(Part of a data file)

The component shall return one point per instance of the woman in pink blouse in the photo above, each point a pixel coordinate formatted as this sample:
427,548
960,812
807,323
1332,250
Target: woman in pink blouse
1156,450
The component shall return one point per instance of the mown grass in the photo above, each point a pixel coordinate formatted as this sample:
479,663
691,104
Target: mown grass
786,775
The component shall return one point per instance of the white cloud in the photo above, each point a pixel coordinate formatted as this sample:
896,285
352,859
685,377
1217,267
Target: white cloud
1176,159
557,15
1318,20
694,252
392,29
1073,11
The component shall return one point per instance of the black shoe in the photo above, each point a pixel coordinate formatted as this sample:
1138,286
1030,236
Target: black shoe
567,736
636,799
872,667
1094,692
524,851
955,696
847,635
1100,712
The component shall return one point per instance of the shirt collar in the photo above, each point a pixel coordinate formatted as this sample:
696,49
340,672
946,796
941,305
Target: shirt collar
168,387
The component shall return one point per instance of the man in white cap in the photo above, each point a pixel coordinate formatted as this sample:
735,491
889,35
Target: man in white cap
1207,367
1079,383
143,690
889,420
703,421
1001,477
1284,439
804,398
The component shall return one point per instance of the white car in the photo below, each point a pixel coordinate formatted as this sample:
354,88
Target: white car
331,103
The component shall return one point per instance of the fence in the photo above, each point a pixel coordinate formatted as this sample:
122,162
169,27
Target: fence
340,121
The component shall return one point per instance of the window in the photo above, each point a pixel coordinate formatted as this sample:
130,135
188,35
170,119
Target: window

• Your objective
Switch every "component" in the items above to "module", and write all the lines out again with nothing else changed.

• Task solution
The module shall return one point per instance of the woman in pink blouse in the photo above, each point a pixel coordinate formatted as this sample:
427,548
960,812
807,323
1332,250
Target: woman in pink blouse
1156,450
The module shall return one point per instance of the mown grass in the photo above, each point a pixel coordinate formatted as this sample:
479,663
691,104
Target: mown grass
786,775
The module shall return one point per instance of the white cloud in the photo above, each point a pixel coordinate formatted as this sample:
896,285
352,859
685,377
1217,267
Target: white cloud
1176,159
557,15
1318,20
694,252
392,29
1073,11
The module shall return one point per instance of the black shoe in the photo above, each point a pixel coordinate formatted as this sample:
1138,286
1030,236
Target: black shoe
567,736
636,799
872,667
1094,692
524,851
955,696
847,635
1100,712
The module shall return one point per instance of the shirt collar in the photo above, each point a pixel coordinate formatted as this sample:
696,49
340,672
946,796
941,305
Target: shirt collar
168,387
The module shall return one point per instance of the man in white cap in the photo above, each point a pixel coordinate formatted as this sample:
735,491
889,35
Target: man in white cap
1207,367
1079,383
143,690
889,420
703,421
1001,477
1284,439
804,398
The module shall return one point per instance of the white car in the photo below, each point a pixel coordinate formatted as this sample:
354,88
Target: white car
331,103
The module shall return one point per instance of the fence in the photo above, each point a pixel coordinate formatted as this sample:
122,162
169,27
Target: fence
340,121
The module shall return one point per instance of the window in the photo above, each point a pixel coordinate formatted as this sample:
130,135
188,35
170,119
Target: window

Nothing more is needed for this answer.